> LIST OF TASKS:
A. In the functional extensionality post below, why is the writer not worried that eeq_congr is inconsistent? Answer in one to three sentences.
B. Check these statements against the functional extensionality post below: (i) The writer suspects that proving eeq_congr independent needs a model-theoretic argument. (ii) The writer plans to work out the independence proof personally. (iii) Under the definition of eeq, two sequences are equal when they agree at every n. Answer yes or no to each, and quote the words from the post that decide it.
C. Carry on the Coq code in the functional extensionality post below, starting right after its last line.

> SELECTED EXTRACT:

## START

Functional extensionality is a common axiom, and assuming it will  
prove eeq_congr, so I would not be worried it is inconsistent.  I  
suspect a model-theoretic argument is needed to prove eeq_congr is  
independent.  I'll leave that part to the experts.

--

Section aa.

Variables (A : Set).

Definition eeq (s t : nat -> A) :=
forall n, s n = t n.

Infix "==" := eeq  (at level 75, no associativity).

Axiom funext : forall A B (f g : A -> B) x, f x = g x -> f = g.

Lemma eeq_congr : forall f s t, s == t -> f s == f t.
unfold eeq.
intros.
assert (s = t).

## END

> Polygon annotations for photos:
## START

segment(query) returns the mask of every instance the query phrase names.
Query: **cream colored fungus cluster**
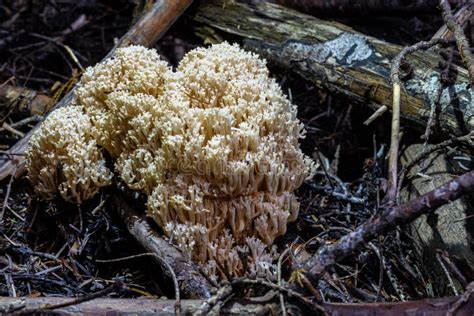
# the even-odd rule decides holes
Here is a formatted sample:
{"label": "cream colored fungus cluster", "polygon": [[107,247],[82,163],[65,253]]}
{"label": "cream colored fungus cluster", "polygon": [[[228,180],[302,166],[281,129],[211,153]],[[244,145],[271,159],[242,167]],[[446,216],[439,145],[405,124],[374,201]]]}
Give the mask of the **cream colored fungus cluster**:
{"label": "cream colored fungus cluster", "polygon": [[273,273],[271,245],[296,218],[293,192],[316,167],[299,148],[296,107],[263,60],[223,43],[189,52],[172,71],[154,50],[130,46],[89,68],[76,97],[31,140],[38,193],[93,196],[111,179],[103,149],[148,196],[148,215],[209,275]]}

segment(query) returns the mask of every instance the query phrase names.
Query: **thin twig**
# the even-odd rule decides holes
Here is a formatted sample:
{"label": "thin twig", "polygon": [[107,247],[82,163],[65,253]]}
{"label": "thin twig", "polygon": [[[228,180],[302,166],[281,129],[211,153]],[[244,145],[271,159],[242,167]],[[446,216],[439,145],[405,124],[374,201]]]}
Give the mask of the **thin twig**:
{"label": "thin twig", "polygon": [[471,146],[474,146],[474,131],[470,132],[467,135],[459,136],[456,138],[448,139],[442,143],[436,144],[431,146],[430,148],[427,148],[426,150],[422,151],[419,153],[415,158],[410,161],[409,164],[407,164],[401,171],[400,171],[400,176],[399,176],[399,181],[398,181],[398,188],[397,188],[397,196],[399,196],[399,193],[402,189],[403,182],[405,180],[406,174],[408,171],[410,171],[413,166],[415,166],[417,163],[419,163],[421,160],[423,160],[425,157],[430,155],[431,153],[434,153],[435,151],[444,149],[448,146],[454,145],[454,144],[461,144],[461,143],[466,143]]}
{"label": "thin twig", "polygon": [[474,64],[469,43],[464,35],[462,27],[456,23],[454,19],[449,2],[447,0],[441,0],[439,5],[443,10],[442,15],[444,23],[446,23],[448,29],[453,32],[459,53],[461,54],[461,58],[466,66],[467,72],[469,73],[469,78],[471,79],[471,87],[474,87]]}
{"label": "thin twig", "polygon": [[400,143],[400,90],[402,82],[400,80],[400,65],[405,57],[420,49],[428,49],[436,45],[448,45],[450,41],[442,38],[433,38],[428,42],[418,42],[412,46],[407,46],[392,60],[390,69],[390,80],[393,87],[392,100],[392,130],[390,137],[390,152],[388,160],[388,189],[386,201],[395,203],[397,197],[398,179],[398,149]]}
{"label": "thin twig", "polygon": [[282,287],[282,286],[279,286],[277,284],[273,284],[271,282],[268,282],[266,280],[262,280],[262,279],[258,279],[258,280],[250,280],[250,279],[235,279],[232,281],[231,285],[234,287],[234,286],[239,286],[239,285],[253,285],[253,286],[265,286],[269,289],[272,289],[272,290],[275,290],[275,291],[278,291],[278,292],[282,292],[282,293],[285,293],[286,295],[288,295],[288,297],[294,297],[296,298],[297,300],[299,300],[300,302],[304,303],[305,305],[307,305],[308,307],[310,307],[311,309],[313,309],[314,311],[321,311],[321,312],[326,312],[326,310],[324,309],[324,307],[322,307],[321,305],[319,304],[316,304],[315,302],[313,302],[312,300],[304,297],[303,295],[301,295],[300,293],[296,292],[296,291],[293,291],[292,289],[288,289],[288,288],[285,288],[285,287]]}
{"label": "thin twig", "polygon": [[[106,287],[105,289],[100,290],[98,292],[91,293],[91,294],[88,294],[88,295],[84,295],[83,297],[79,297],[77,299],[73,299],[71,301],[64,302],[64,303],[59,303],[59,304],[55,304],[55,305],[41,306],[40,308],[38,308],[36,310],[29,310],[28,313],[34,314],[34,313],[41,312],[41,311],[53,310],[53,309],[63,308],[63,307],[72,306],[72,305],[78,305],[78,304],[81,304],[81,303],[91,301],[93,299],[105,296],[109,293],[112,293],[113,291],[119,290],[121,287],[122,287],[122,282],[116,281],[111,286]],[[24,312],[26,313],[27,311],[24,311]]]}
{"label": "thin twig", "polygon": [[329,267],[349,256],[365,242],[402,223],[410,222],[422,214],[433,211],[473,189],[474,171],[471,171],[404,205],[387,205],[386,209],[377,216],[343,236],[336,243],[321,246],[318,252],[305,263],[306,274],[312,280],[319,280]]}

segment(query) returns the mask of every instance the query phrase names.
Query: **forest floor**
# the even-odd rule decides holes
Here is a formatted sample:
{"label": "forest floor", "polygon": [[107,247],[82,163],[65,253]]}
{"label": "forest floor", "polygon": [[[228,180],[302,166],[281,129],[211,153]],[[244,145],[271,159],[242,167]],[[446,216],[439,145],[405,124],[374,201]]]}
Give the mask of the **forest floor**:
{"label": "forest floor", "polygon": [[[99,62],[114,40],[127,32],[142,10],[142,1],[27,1],[0,4],[0,86],[31,89],[51,98],[52,107],[78,82],[81,72]],[[192,10],[191,8],[190,10]],[[429,40],[442,25],[439,12],[367,17],[319,16],[402,46]],[[472,41],[474,32],[468,29]],[[183,15],[154,46],[172,65],[202,40],[193,21]],[[300,215],[276,244],[309,256],[320,245],[354,230],[378,212],[386,187],[385,155],[390,143],[389,115],[366,126],[372,114],[351,100],[318,89],[301,77],[269,64],[307,131],[303,151],[323,168],[298,189]],[[0,149],[4,153],[27,133],[41,115],[16,103],[0,104]],[[26,124],[15,125],[22,120]],[[422,132],[407,128],[404,145]],[[443,139],[433,139],[442,141]],[[11,159],[3,155],[2,160]],[[0,296],[75,297],[109,287],[108,297],[173,297],[149,258],[100,263],[143,252],[113,211],[106,189],[86,204],[41,201],[26,176],[0,184]],[[145,209],[144,205],[134,204]],[[94,212],[92,212],[94,210]],[[427,279],[412,237],[402,228],[379,236],[329,270],[319,284],[331,302],[398,302],[453,295],[448,285]],[[474,270],[461,267],[466,279]],[[285,270],[288,276],[291,271]]]}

## END

> WRITTEN ANSWERS:
A. Functional extensionality is a common axiom, and assuming it is enough to prove eeq_congr. So the writer sees no reason to worry that eeq_congr is inconsistent.

B.
(i) Yes: "I suspect a model-theoretic argument is needed to prove eeq_congr is independent."
(ii) No: "I'll leave that part to the experts."
(iii) Yes: "forall n, s n = t n."

C.
apply funext with n; trivial.
destruct H0; trivial.
Qed.

On Nov 25, 2011, at 9:00 AM, Dimitri Hendriks wrote:

> Section aa.
>
> Variables (A : Set).
>
> Definition eeq (s t : nat -> A) :=
> forall n, s n = t n.
>
> Infix "==" := eeq  (at level 75, no associativity).
>
> Definition shift (s : nat -> A) :=
> fun n => s (S n).
>
> Lemma eeq_congr :
> forall f s t,
> s == t ->
> f s == f t.